# ИСХОДНЫЙ ОТРЫВОК
Как польский король «обломал зубы» о Глухов
Как польский король «обломал зубы» о Глухов
355 лет назад, 1 февраля 1664 года завершилась осада небольшого украинского городка Глухова. Закончилась тяжелейшими потерями и позорным отступлением огромной армии Речи Посполитой. Спустя считанные недели поляки потеряли и значительную часть армии, и все Левобережье Днепра, восстало население и Правобережья тоже…
Конец 1663 – начало 1664 гг. ознаменовался попытками Речи Посполитой взять реванш. Не только над восставшими при Богдане Хмельницком украинцами – над «проклятыми московитами» тоже.
Собственно, по Украине вопрос для Варшавы казался «не стоящим и выеденного яйца». Потому как наследники Богдана в «лучших традициях» украинской «элиты» во все времена начали без зазрения совести предавать тех, кто пришел им на помощь в трагическом 1654 году, когда судьба восставших висела на волоске, то есть Россию.
Начался этот процесс еще при реальном «сменщике» «батька Хмеля», гетмане Выговском, решившим радикально переметнуться с жаждавшими «западного образа жизни» и «шляхетских привилегий» казацкими старшинами к полякам. И продолжился при преемниках самого Выговского, самым заметным из которых стал его зять гетман Павел Тетеря.
Судя по всему, последний персонаж сотоварищи убедил своих польских «патронов», что на Левом берегу Днепра восстановления «законной королевской власти» ждут с самым горячим нетерпением. «Нужен лишь толчок», и все левобережные казаки с радостью «свергнут ненавистное ярмо Москвы» и перейдут под Варшаву. Ну а если даже не так уж сразу добровольно перейдут, так доблестное шляхетское воинство их «шапками закидает».
Убеждать магнатов Речи Посполитой, судя по всему, особо и не пришлось. В их стане как раз царило «головокружение от успехов», в связи с недавним изгнанием из страны шведских войск, нахлынувших на Польшу, как настоящий «поток». Так что это слово с тех пор стало официальным термином польской историографии.

# МАТЕРИАЛ ДЛЯ АНАЛИЗА
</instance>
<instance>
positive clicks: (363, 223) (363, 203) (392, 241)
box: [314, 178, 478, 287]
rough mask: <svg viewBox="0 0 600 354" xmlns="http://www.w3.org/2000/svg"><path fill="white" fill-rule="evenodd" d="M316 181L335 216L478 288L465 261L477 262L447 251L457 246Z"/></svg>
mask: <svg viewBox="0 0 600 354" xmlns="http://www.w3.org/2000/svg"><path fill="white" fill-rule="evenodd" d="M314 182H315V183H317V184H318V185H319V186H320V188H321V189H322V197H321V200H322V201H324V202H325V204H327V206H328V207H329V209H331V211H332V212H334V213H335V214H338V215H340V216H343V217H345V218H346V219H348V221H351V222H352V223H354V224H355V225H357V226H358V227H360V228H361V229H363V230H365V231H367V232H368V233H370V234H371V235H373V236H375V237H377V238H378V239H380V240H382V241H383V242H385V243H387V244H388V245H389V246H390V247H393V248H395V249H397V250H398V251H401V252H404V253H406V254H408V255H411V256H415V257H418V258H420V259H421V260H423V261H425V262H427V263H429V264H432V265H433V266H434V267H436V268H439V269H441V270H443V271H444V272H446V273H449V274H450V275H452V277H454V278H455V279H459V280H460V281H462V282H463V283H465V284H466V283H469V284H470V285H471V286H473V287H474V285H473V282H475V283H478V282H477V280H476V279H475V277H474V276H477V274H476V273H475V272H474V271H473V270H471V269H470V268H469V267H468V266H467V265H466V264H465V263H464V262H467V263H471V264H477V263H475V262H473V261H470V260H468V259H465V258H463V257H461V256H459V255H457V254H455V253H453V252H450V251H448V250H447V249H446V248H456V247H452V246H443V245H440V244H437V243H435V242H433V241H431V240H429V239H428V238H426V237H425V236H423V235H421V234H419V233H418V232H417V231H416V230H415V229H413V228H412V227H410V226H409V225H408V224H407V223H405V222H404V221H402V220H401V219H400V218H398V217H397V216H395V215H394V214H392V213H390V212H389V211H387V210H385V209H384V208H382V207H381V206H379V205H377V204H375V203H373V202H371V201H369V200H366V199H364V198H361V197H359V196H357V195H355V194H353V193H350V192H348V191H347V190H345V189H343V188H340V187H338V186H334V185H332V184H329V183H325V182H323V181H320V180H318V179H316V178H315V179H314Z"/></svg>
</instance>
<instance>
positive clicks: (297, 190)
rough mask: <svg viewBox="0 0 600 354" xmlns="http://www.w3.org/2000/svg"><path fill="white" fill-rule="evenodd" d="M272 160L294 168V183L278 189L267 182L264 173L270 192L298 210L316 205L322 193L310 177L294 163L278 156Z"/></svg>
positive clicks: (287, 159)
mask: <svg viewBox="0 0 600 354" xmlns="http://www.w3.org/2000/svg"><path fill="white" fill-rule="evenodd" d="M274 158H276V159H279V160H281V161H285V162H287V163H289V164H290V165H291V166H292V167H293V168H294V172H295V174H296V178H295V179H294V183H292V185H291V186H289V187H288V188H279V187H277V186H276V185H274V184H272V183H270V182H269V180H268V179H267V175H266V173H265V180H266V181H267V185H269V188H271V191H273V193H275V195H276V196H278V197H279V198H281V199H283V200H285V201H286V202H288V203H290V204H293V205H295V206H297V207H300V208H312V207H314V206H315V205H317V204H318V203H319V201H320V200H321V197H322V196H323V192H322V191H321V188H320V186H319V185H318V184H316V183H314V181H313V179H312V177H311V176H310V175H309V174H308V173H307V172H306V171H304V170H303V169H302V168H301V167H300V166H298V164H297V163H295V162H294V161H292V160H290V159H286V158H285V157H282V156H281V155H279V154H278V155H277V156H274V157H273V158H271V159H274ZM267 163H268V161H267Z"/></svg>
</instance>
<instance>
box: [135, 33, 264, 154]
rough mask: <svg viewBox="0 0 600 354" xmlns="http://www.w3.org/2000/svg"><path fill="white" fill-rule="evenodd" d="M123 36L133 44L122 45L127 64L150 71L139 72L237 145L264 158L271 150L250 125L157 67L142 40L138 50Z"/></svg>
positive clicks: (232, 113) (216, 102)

# ЧТО НУЖНО СДЕЛАТЬ
1. Чьим зятем, согласно отрывку об осаде Глухова, был гетман Павел Тетеря?
2. Продолжите отрывок об осаде Глухова, начав сразу после его последнего предложения.
Материал здесь никак не используется.

# ОТВЕТЫ К ЗАДАНИЯМ
1. Гетмана Выговского.

2.
Конечно, победа над Швецией стала возможна лишь благодаря, как минимум, нейтралитету России, справедливо считавшей, что усиление Стокгольма не в наших интересах. Но, как водится, средневековые «олигархи», подобно их современным «коллегам» цинично посчитали, что «уже оказанная услуга – это не услуга», благодарить за нее не обязательно.
***
А потому магнатерия решила «вытащить из нафталина» старый спор насчет … московского престола! Который в разгар «Смутного времени» был обещан московской «семибоярщиной» польскому принцу Владиславу.
Как известно, русский народ этого «выбора» предателей Отечества не принял. После чего ополчение Минина и Пожарского выбило интервентов из Кремля, а самого Владислава не пустило и на порог Московского царства. Однако настойчивый принц не оставлял попыток «вернуть положенное себе по праву» и время от времени принимался «воевать за московское наследство».
Окончательно эти попытки завершились лишь в 1634 году, с подписанием Поляновского мира. Но, как водится, любой мирный договор соблюдается лишь до тех пор, пока у его «подписантов» достаточно сил, чтобы настоять на соблюдении его положений. А если кому-то кажется, что его визави ослабел, тогда часто появляется искушение вновь «переписать историю».
Вот так и польский король Ян Казимир, родной брат (правда, только по отцу) вышеупомянутого принца, а затем и короля Владислава, вдруг воспылал жаждой надеть на свою голову еще и российскую корону. А для этого нужна была лишь «малость», как раз и «привести к покорности» всю, без исключения, Украину, дабы не иметь в случае гипотетического похода на Москву ненадежный «тыл», чреватый новой вспышкой восстания.
Для осуществления этих грандиозных планов король обзавелся не менее впечатляющим войском – под 130 тысяч человек. Правда, не из одних поляков и литовцев – в него входили и 20 тысяч крымских татар, и столько же правобережных казаков, была еще и масса наемников из европейских государств.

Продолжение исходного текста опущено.